■ **Teks Sumber**
Kasus IFC, Antara Kreditur dan Pemegang Saham
Berita

Kasus IFC, Antara Kreditur dan Pemegang Saham

Jakarta, hukumonline. Apa untung ruginya jadi kreditur dan pemegang saham debitur sekaligus? Jelas ada benturan dan pertentangan. Nah, kalau debitur dilikuidasi, kreditur tadi tentu harus menanggung resikonya juga.

Leo/APr
Bacaan 2 Menit
Kasus IFC, Antara Kreditur dan Pemegang Saham
Hukumonline

Dalam pemeriksaan perkara kepailitan antara International Finance Corporation (IFC) dengan PT Panca Overseas Finance, Tbk (POF) yang berlangsung pada 26 September 2000, terungkap bahwa kedudukan IFC bukan hanya sebagai kreditur PFO, melainkan juga berkedudukan sebagai pemegang saham PFO.

Dalam eksepsi sekaligus jawaban POF atas permohonan pailit yang diajukan IFC, disebutkan bahwa berdasarkan laporan keuangan POF selaku Termohon per 31 Desember 1999 yang dibuat oleh Kantor Akuntan Publik Trisno, Thomas Aguna dan Rekan dinyatakan bahwa Pemohon (IFC) adalah salah satu pemegang saham Termohon (POF), sebesar 6,06%.

Menurut Lucas, SH CN selaku kuasa hukum POF dalam pembacaan eksepsi dan jawaban di muka persidangan, dalam hal seorang pemegang saham memberikan kredit kepada perseroan tempat dia mempunyai saham (terafiliasi),  kredit tersebut akan tersubordinasikan menjadi shareholder's loan atau affiliated loan. Hal ini hanya dapat dibayarkan setelah semua hutang kepada kreditur lainnya telah lunas.

Namun, terdapat permasalahan hukum dalam kasus ini. Apakah pemegang saham mempunyai kapasitas (entitled) untuk mengajukan permohonan pailit dan apa saja konsekuensinya?

■ **Data yang Diberikan**
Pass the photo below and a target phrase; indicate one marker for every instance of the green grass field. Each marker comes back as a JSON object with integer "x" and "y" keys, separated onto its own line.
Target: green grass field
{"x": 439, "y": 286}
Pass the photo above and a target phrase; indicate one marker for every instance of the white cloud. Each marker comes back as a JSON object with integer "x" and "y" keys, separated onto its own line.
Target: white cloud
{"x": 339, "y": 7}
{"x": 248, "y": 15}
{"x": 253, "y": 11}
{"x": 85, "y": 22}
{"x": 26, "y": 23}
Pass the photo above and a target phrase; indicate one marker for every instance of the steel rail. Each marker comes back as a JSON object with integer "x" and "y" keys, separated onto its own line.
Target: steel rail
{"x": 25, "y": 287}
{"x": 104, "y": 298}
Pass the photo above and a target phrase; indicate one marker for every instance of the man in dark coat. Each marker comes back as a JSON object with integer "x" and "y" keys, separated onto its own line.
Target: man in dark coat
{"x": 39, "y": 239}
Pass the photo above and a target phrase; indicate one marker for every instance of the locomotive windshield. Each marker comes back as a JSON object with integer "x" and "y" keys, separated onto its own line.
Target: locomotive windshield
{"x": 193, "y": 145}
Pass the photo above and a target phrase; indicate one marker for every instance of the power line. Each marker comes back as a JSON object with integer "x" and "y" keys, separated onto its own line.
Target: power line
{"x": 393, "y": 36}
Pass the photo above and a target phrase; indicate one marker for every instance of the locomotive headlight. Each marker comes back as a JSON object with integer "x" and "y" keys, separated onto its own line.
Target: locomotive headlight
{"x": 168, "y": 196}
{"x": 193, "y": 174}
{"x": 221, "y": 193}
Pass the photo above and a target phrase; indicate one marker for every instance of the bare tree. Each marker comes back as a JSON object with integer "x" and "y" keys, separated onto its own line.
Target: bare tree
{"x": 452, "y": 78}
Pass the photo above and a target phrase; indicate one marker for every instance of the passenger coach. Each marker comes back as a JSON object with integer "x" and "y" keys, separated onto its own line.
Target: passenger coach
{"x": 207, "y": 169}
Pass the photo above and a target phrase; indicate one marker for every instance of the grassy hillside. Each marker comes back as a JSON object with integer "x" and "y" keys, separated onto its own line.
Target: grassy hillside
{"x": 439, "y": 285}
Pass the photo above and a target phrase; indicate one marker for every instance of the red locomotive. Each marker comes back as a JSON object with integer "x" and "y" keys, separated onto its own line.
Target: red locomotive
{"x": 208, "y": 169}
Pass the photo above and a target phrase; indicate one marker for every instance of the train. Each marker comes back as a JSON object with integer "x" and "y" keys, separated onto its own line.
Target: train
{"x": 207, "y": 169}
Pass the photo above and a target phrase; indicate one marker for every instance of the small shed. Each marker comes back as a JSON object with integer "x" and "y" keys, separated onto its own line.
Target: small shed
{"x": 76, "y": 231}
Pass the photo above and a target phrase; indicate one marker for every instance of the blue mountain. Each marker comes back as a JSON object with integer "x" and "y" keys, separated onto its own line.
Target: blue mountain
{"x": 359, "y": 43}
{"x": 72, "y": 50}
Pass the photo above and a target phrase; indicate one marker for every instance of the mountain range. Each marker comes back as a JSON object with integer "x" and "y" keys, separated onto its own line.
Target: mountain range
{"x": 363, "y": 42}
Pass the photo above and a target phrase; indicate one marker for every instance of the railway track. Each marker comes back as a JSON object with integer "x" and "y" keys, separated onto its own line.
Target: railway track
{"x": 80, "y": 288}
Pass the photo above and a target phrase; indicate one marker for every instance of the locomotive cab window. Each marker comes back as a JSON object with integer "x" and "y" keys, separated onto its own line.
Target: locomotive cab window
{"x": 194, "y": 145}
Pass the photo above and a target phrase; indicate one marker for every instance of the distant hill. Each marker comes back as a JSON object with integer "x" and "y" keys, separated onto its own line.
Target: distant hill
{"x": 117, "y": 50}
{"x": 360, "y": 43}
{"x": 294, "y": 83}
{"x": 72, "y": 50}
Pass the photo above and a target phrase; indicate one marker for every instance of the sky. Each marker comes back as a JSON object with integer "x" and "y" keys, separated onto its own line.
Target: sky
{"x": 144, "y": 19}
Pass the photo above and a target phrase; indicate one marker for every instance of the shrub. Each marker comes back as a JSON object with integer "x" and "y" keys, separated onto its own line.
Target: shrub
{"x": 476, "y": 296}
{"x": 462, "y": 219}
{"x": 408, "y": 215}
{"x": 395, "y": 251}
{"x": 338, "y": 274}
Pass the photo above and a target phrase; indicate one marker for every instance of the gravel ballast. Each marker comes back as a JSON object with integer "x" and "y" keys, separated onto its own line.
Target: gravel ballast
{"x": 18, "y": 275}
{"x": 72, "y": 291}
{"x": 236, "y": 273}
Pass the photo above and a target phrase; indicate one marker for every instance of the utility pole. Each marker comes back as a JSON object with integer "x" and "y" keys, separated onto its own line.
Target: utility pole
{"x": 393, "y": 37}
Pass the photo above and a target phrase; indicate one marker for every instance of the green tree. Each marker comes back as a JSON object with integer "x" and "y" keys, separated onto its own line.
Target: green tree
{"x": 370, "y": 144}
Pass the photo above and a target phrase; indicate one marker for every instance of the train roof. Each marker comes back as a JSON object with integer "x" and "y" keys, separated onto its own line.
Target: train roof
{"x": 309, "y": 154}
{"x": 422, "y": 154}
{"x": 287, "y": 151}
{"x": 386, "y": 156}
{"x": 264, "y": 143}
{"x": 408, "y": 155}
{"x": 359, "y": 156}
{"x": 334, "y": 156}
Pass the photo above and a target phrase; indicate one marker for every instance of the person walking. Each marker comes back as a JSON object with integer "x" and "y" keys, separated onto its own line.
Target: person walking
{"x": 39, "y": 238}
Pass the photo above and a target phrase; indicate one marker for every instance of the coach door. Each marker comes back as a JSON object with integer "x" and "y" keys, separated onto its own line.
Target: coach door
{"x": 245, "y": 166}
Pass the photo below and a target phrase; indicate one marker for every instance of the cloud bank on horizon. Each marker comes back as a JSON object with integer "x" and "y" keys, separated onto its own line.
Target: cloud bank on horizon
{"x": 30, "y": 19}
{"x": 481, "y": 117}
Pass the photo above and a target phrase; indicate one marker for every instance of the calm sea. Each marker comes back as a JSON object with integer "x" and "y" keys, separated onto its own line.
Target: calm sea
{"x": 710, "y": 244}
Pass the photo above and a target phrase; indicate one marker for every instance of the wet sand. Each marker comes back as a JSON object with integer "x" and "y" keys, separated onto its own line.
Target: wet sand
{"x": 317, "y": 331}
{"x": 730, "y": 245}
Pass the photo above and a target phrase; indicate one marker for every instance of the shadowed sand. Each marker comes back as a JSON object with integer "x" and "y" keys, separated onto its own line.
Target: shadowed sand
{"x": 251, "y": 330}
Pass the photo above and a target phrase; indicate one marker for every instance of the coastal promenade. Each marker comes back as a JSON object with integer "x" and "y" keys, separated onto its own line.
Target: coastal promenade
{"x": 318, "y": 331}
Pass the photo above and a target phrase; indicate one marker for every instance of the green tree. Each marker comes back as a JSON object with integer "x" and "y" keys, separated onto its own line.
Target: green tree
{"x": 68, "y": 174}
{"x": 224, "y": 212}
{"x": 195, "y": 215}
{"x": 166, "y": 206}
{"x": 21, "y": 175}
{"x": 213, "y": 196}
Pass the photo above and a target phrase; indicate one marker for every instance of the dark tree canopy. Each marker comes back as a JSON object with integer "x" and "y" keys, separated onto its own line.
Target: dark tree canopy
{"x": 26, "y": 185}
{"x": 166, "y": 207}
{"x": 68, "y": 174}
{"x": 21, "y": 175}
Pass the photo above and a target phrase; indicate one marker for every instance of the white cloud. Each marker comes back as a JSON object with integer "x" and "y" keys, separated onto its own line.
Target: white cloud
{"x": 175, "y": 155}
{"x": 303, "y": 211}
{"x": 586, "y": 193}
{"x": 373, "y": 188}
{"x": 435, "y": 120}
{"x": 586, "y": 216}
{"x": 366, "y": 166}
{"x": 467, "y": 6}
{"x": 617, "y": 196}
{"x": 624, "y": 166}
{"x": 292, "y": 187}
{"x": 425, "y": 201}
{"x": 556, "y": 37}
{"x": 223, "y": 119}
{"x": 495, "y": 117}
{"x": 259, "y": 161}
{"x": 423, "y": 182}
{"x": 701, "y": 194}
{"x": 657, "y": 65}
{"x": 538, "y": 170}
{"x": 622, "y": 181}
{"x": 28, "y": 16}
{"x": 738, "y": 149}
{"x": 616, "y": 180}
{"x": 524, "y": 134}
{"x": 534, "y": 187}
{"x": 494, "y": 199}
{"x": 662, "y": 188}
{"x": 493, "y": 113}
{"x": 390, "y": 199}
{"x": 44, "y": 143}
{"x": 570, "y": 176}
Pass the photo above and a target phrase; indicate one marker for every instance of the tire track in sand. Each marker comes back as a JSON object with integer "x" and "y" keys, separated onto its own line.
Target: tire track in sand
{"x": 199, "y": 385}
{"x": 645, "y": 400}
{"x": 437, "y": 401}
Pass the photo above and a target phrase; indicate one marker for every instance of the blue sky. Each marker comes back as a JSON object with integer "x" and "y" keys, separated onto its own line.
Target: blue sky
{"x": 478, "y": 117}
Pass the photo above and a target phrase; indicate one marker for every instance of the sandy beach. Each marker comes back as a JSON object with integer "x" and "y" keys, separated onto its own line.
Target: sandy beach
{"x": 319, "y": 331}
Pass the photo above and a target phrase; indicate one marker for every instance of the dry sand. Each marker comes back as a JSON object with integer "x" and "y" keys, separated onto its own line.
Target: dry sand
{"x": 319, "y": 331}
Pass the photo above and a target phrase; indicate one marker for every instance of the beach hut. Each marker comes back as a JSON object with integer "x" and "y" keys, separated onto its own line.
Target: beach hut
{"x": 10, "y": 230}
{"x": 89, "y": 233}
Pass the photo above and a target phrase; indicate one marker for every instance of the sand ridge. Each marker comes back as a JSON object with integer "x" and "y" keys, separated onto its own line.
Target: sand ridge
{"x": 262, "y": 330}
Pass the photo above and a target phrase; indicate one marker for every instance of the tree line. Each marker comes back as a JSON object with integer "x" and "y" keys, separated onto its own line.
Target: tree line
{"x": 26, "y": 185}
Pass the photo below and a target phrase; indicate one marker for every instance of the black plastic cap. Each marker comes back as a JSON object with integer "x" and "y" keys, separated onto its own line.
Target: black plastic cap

■ **Kerjakan Berikut Ini**
**1.** Tentukan apakah tiap pernyataan di bawah ini sesuai dengan berita tentang kasus IFC, lalu jawab ya atau tidak dengan kutipan persis kata-kata penentunya dari berita itu. (a) Pemeriksaan perkara kepailitan antara IFC dan POF berlangsung pada 26 September 2000. (b) Lucas, SH CN bertindak sebagai kuasa hukum IFC. (c) Menurut kuasa hukum POF, kredit dari pemegang saham boleh dibayarkan sebelum hutang kepada kreditur lain lunas.
**2.** Tuliskan ulang dengan persis bagian berita tentang kasus IFC yang dimulai dengan "Menurut Lucas, SH" dan berlanjut hingga "apa saja konsekuensinya?".

■ **Jawaban Latihan**
**1.**
(a) Ya: "yang berlangsung pada 26 September 2000"
(b) Tidak: "Lucas, SH CN selaku kuasa hukum POF"
(c) Tidak: "Hal ini hanya dapat dibayarkan setelah semua hutang kepada kreditur lainnya telah lunas."

**2.**
Menurut Lucas, SH CN selaku kuasa hukum POF dalam pembacaan eksepsi dan jawaban di muka persidangan, dalam hal seorang pemegang saham memberikan kredit kepada perseroan tempat dia mempunyai saham (terafiliasi),  kredit tersebut akan tersubordinasikan menjadi shareholder's loan atau affiliated loan. Hal ini hanya dapat dibayarkan setelah semua hutang kepada kreditur lainnya telah lunas.

Namun, terdapat permasalahan hukum dalam kasus ini. Apakah pemegang saham mempunyai kapasitas (entitled) untuk mengajukan permohonan pailit dan apa saja konsekuensinya?